Bis zu 85 % der Betroffenen zeigen kognitive Beeinträchtigungen, die sich massiv auf Alltagsbewältigung, Therapieadhärenz und soziale Teilhabe auswirken.
Typische kognitive Einschränkungen betreffen:
- Aufmerksamkeit (z. B. selektive und geteilte Aufmerksamkeit)
- Arbeitsgedächtnis
- exekutive Funktionen (Planung, Problemlösen, mentale Flexibilität)
- episodisches und verbales Gedächtnis
- soziale Kognition (z. B. Emotionserkennung, Perspektivübernahme)
- Verarbeitungsgeschwindigkeit
- in geringerem Maße: semantisches, visuelles und prozedurales Gedächtnis
Diese neurokognitiven Defizite korrelieren stärker mit psychosozialer Funktionsfähigkeit als die Positivsymptome.

» **Aufgabe**: Führen Sie den obigen Text über kognitive Beeinträchtigungen im Anschluss an seinen letzten Satz fort.

» **Rohdaten**:
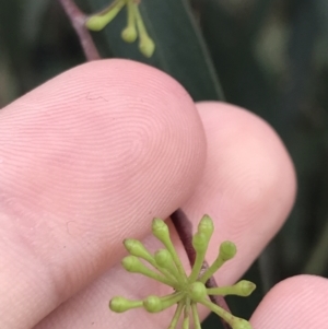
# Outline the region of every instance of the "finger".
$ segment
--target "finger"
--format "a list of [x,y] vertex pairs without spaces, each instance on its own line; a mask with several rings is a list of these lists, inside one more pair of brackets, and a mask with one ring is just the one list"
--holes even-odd
[[[280,139],[261,119],[221,103],[200,103],[198,109],[208,140],[207,164],[200,184],[183,209],[194,226],[203,213],[212,216],[215,231],[207,255],[210,262],[216,257],[222,240],[236,243],[237,256],[215,275],[219,284],[224,285],[242,275],[285,220],[294,200],[295,175]],[[184,248],[174,230],[172,235],[188,268]],[[161,246],[152,236],[144,242],[153,251]],[[74,329],[83,324],[93,324],[99,329],[114,324],[118,329],[167,328],[174,307],[156,315],[142,309],[125,314],[108,310],[108,301],[115,295],[142,299],[151,294],[167,293],[172,291],[165,285],[127,273],[118,265],[36,328]],[[204,318],[208,310],[200,308],[200,314]]]
[[207,254],[210,262],[220,242],[236,244],[235,259],[216,275],[220,284],[230,284],[284,223],[295,199],[295,172],[278,134],[256,115],[215,102],[200,103],[198,110],[208,158],[202,180],[183,209],[196,221],[204,212],[214,219],[216,235]]
[[[126,60],[70,70],[0,114],[1,328],[31,328],[190,195],[204,136],[185,90]],[[19,316],[17,316],[19,315]]]
[[254,329],[326,328],[328,280],[298,275],[277,284],[251,316]]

» **Antwort**:
Psychopathologische Tiefe: Störung des Selbst
Schizophrenie betrifft nicht nur einzelne psychische Funktionen, sondern das Erleben des „Selbst“ in seiner Ganzheit – etwa durch:
- Ich-Störungen (Gedankeneingebung, -entzug, -ausbreitung),
- Wahrnehmungsverzerrungen,
- Affektverflachung oder Ambivalenz,
- Auflösung der intentionalen Steuerung (z. B. im Willensvollzug).
Die Erkrankung betrifft die tiefsten Ebenen der psychischen Organisation und führt zu einem Einbruch der Selbstkohärenz.
Neurobiologische Grundlagen
Die Ätiologie ist multifaktoriell und hochkomplex. Es liegt eine genetisch bedingte Vulnerabilität zugrunde, die mit neurodevelopmentalen und neurochemischen Abweichungen interagiert. Wichtige Erkenntnisse umfassen:
- Heritabilität ~ 80 % (Sullivan et al., 2003) – eine der höchsten in der Psychiatrie
- Polygenetische Risikomuster – kein mendelscher Erbgang, aber familiäre Häufung
- Veränderte Neurotransmission (v. a. Dopamin-Hypothese, Glutamat-Modell)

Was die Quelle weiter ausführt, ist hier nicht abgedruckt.